What you should do -> Only the lines starting at the one that contains "Please put a point on the car windshield" and running to the end should be repeated, exactly as written.

Information supplied ->

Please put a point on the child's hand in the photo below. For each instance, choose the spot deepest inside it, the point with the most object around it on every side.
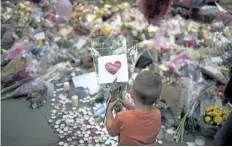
(127, 104)
(110, 105)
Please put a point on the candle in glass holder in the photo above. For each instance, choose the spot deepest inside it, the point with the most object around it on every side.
(66, 86)
(74, 101)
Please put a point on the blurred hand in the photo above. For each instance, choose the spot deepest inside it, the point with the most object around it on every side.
(110, 105)
(127, 104)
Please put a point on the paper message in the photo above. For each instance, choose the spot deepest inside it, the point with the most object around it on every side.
(40, 36)
(113, 68)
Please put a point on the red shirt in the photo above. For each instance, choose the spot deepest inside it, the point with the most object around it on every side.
(136, 128)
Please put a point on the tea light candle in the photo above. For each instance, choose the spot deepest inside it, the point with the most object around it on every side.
(169, 135)
(74, 101)
(66, 86)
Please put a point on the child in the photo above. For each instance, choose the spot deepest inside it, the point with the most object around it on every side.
(140, 124)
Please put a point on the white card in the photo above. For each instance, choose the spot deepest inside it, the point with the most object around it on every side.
(88, 80)
(113, 67)
(40, 36)
(81, 43)
(216, 59)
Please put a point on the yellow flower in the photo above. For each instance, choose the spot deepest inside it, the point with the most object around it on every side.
(207, 119)
(22, 6)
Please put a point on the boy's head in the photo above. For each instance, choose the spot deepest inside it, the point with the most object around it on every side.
(147, 88)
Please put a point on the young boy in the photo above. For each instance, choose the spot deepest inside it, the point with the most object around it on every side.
(140, 124)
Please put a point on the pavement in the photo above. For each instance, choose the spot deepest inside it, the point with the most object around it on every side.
(23, 126)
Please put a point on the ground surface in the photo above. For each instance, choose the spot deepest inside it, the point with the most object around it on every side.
(23, 126)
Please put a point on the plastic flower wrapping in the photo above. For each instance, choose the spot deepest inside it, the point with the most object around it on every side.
(114, 45)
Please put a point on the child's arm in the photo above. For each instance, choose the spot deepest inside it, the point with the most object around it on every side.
(127, 104)
(112, 124)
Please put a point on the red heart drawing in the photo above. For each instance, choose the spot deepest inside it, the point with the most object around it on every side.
(113, 68)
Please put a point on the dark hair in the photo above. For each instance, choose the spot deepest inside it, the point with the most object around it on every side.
(147, 87)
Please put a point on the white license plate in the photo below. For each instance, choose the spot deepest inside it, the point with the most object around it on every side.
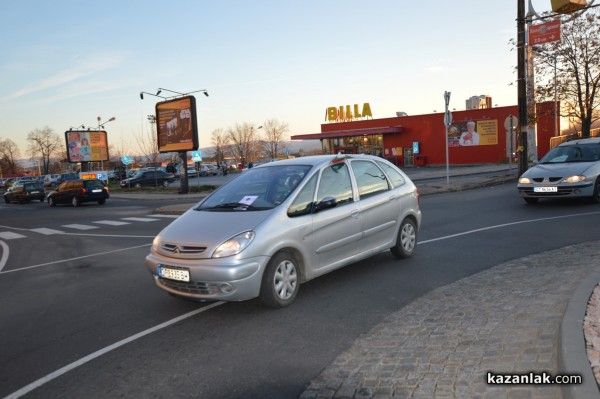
(174, 274)
(545, 189)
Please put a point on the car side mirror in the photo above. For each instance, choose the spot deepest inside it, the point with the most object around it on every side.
(325, 203)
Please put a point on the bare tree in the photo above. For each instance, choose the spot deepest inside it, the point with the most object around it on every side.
(244, 142)
(220, 142)
(574, 62)
(10, 153)
(44, 143)
(275, 132)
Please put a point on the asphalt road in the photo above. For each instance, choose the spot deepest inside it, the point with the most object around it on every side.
(82, 306)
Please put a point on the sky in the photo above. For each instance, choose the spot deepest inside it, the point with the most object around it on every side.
(64, 63)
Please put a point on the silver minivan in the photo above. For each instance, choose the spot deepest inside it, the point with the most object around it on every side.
(283, 223)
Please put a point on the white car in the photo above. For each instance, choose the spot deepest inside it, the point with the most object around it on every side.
(284, 223)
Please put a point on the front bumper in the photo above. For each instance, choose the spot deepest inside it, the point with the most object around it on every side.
(562, 191)
(226, 279)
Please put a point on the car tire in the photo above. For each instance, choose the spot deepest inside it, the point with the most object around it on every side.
(596, 194)
(406, 242)
(281, 281)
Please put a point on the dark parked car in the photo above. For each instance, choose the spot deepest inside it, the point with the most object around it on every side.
(25, 191)
(148, 178)
(76, 192)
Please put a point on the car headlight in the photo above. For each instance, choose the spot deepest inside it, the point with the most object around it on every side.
(525, 180)
(574, 179)
(234, 245)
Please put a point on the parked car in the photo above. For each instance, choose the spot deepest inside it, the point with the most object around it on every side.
(76, 192)
(281, 224)
(52, 180)
(25, 191)
(151, 178)
(572, 169)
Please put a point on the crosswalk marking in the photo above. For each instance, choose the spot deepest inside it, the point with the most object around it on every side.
(9, 235)
(111, 222)
(80, 226)
(46, 231)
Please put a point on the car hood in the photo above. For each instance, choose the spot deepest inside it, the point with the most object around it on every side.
(558, 169)
(209, 229)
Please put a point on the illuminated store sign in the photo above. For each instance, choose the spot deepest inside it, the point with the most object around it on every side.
(348, 113)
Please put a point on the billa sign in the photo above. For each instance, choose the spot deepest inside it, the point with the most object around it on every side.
(348, 113)
(544, 33)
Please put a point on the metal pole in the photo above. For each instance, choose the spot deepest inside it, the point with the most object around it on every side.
(555, 101)
(521, 88)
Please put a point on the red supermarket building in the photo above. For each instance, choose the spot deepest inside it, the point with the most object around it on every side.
(420, 139)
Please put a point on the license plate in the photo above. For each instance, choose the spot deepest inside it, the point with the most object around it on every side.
(545, 189)
(174, 274)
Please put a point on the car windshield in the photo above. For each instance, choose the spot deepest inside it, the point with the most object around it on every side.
(256, 189)
(573, 153)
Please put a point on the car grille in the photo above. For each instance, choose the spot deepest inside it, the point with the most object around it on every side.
(196, 288)
(182, 249)
(549, 179)
(561, 192)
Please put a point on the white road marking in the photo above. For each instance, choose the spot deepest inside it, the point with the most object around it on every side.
(47, 232)
(80, 226)
(4, 257)
(9, 235)
(140, 219)
(55, 374)
(111, 222)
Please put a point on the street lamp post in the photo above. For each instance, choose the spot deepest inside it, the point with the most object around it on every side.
(101, 125)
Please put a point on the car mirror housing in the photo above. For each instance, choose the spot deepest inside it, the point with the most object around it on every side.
(325, 203)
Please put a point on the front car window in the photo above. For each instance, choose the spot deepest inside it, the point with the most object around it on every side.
(369, 178)
(256, 189)
(394, 175)
(335, 183)
(573, 153)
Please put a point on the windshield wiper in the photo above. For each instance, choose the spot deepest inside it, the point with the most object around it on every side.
(231, 205)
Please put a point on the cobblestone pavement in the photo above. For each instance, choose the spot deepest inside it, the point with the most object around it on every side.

Output ->
Please put a point on the car windshield in the photo above. For each instance, choose the spot deepest inside it, the point with the most object around it on every side.
(256, 189)
(573, 153)
Please put a point on the car grille in the photo above. For each instance, choose the spot deepest inside it, the point with the most object around it on every side.
(196, 288)
(182, 249)
(549, 179)
(561, 192)
Please put a point on the white road marking in the photo above. For each instance, choose the spot deepest inside it, the point with the most object around it on every side.
(47, 232)
(80, 226)
(4, 257)
(9, 235)
(140, 219)
(55, 374)
(111, 222)
Please put a point on the street lamp post in the photo above. For each instance, choose the spot deepest inside it, the point with the most object around it on every side.
(101, 125)
Please put a point on the car mirror housing in the photo above. For each instance, choose the spot deepest inside it, the point with the most object around it on every side.
(325, 203)
Please put a point on the front car window in the photo above. For each instance, choose the spot deepest inside it, the point with the most object around it on every side.
(369, 178)
(256, 189)
(394, 175)
(335, 183)
(573, 153)
Please put a point on the windshield wiper in the photo above. For each instance, choose the spot deepest inside it, the point with the most object around it on every side.
(231, 205)
Please put a point on the cobblestone pavement in the photo above. For each instance, choose the spot deepest inside it, the point with the most object around it on every side.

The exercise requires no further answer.